# [Exercise prompt]
Find every line in the records below that contains the string "roof" and copy each of those lines. Treat uppercase and lowercase letters as different.

--- Excerpted data ---

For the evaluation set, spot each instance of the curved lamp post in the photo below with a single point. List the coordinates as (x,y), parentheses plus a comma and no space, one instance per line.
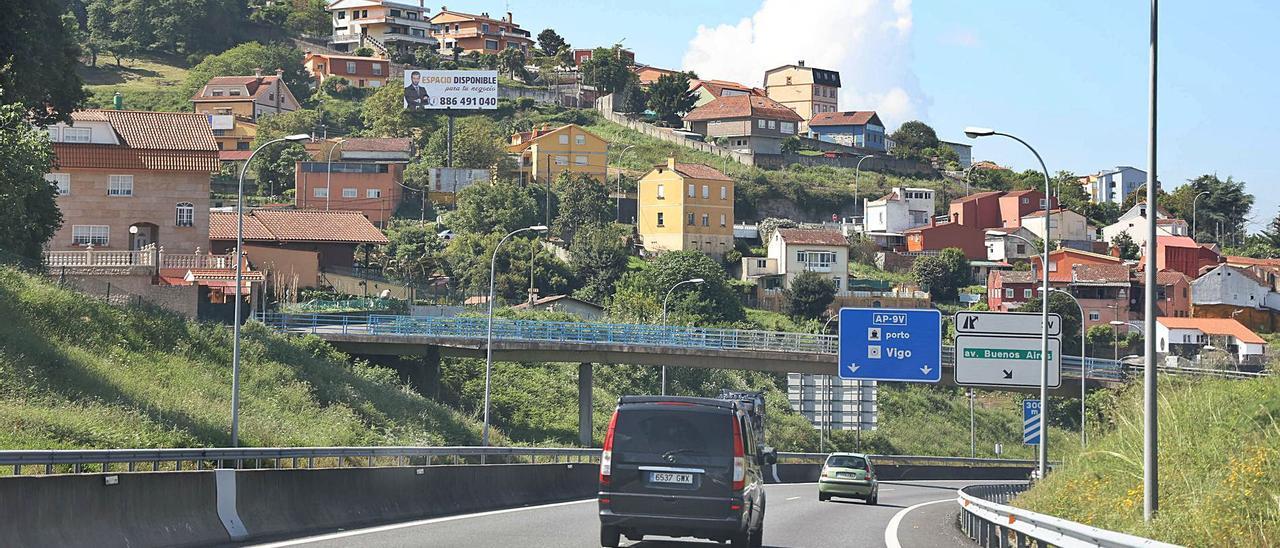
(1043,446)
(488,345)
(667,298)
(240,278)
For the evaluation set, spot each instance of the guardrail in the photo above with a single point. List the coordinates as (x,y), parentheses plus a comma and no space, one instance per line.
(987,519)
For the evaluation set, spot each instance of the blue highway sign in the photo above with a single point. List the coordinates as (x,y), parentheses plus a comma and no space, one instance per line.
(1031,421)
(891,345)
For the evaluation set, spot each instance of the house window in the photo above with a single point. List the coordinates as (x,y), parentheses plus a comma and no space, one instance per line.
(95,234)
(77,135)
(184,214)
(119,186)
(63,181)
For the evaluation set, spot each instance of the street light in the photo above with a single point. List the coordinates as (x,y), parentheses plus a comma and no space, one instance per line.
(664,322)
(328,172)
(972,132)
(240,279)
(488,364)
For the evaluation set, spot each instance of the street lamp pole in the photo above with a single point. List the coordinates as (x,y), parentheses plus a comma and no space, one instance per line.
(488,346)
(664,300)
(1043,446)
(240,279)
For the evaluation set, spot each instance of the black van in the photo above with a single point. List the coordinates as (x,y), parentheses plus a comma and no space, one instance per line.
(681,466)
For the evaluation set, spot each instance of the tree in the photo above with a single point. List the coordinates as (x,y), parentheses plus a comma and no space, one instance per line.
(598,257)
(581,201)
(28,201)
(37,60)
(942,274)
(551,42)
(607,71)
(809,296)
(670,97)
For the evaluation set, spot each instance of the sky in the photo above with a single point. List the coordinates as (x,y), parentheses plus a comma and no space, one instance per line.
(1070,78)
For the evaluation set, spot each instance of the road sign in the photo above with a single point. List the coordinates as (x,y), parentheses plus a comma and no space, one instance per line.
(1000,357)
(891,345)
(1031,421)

---
--- Excerpted data ---

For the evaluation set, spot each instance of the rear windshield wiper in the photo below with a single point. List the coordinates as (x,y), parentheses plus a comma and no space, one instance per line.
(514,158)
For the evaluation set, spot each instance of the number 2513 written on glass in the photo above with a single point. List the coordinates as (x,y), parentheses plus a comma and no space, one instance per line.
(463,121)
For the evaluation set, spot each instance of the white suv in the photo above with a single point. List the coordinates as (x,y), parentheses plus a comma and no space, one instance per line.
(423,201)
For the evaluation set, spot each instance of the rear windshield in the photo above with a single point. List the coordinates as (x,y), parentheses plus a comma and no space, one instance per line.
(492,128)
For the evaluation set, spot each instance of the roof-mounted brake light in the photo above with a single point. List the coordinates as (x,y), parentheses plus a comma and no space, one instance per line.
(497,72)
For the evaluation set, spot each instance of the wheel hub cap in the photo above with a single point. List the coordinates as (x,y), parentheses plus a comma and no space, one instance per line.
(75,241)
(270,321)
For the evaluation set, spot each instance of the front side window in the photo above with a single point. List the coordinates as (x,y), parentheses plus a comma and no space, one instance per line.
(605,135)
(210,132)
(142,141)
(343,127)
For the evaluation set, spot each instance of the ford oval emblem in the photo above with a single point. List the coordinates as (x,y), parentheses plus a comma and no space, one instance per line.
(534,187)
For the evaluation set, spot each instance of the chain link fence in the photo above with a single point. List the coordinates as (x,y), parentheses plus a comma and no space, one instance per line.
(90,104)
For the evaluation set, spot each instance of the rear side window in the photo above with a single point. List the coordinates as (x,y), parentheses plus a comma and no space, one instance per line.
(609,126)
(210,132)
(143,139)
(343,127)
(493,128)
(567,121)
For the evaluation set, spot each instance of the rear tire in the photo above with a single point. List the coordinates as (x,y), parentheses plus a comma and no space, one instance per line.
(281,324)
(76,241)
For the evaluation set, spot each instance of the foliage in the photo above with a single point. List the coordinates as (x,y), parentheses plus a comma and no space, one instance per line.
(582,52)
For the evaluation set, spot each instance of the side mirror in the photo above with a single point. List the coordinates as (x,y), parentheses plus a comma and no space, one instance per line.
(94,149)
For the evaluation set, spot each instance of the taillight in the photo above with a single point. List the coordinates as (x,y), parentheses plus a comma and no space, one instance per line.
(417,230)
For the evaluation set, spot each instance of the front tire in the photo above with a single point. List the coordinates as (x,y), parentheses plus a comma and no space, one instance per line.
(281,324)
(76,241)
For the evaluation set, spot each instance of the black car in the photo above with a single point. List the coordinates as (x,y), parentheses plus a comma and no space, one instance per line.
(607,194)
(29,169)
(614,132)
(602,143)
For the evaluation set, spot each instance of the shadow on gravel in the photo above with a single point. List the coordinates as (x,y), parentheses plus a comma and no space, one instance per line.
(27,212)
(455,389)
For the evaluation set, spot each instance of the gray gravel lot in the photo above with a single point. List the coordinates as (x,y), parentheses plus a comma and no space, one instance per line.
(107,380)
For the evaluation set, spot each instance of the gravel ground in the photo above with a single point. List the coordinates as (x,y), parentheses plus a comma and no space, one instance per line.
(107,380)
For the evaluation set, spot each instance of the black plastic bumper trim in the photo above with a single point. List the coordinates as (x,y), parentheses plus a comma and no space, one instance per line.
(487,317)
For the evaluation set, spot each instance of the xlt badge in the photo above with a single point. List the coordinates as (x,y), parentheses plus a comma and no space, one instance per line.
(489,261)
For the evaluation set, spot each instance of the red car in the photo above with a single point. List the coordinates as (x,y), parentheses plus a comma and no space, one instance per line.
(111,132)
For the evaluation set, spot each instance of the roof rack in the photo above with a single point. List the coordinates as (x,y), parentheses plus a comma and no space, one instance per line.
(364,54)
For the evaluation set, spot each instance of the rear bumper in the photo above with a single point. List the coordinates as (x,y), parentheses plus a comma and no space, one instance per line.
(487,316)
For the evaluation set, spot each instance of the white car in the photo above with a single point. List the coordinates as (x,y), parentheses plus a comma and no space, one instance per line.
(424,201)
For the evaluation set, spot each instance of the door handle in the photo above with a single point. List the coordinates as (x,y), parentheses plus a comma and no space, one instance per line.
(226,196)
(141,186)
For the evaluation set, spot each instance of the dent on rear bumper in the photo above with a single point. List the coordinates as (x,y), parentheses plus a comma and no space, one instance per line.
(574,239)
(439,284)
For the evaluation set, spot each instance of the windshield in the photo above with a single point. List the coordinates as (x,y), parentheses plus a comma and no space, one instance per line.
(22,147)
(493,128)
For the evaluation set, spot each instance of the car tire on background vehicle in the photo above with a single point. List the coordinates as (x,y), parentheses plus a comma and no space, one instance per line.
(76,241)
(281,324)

---

# [Result of the task]
For the evaluation set, spot each instance of the roof-mounted brake light in the photo above with a single point. List the coordinates as (x,y), parentheses plus a comma and no space, one instance per line.
For the evaluation set, spot each instance of the roof rack in the photo above with a single point. List the coordinates as (x,y), parentheses plus a comma and no space, one instance per line.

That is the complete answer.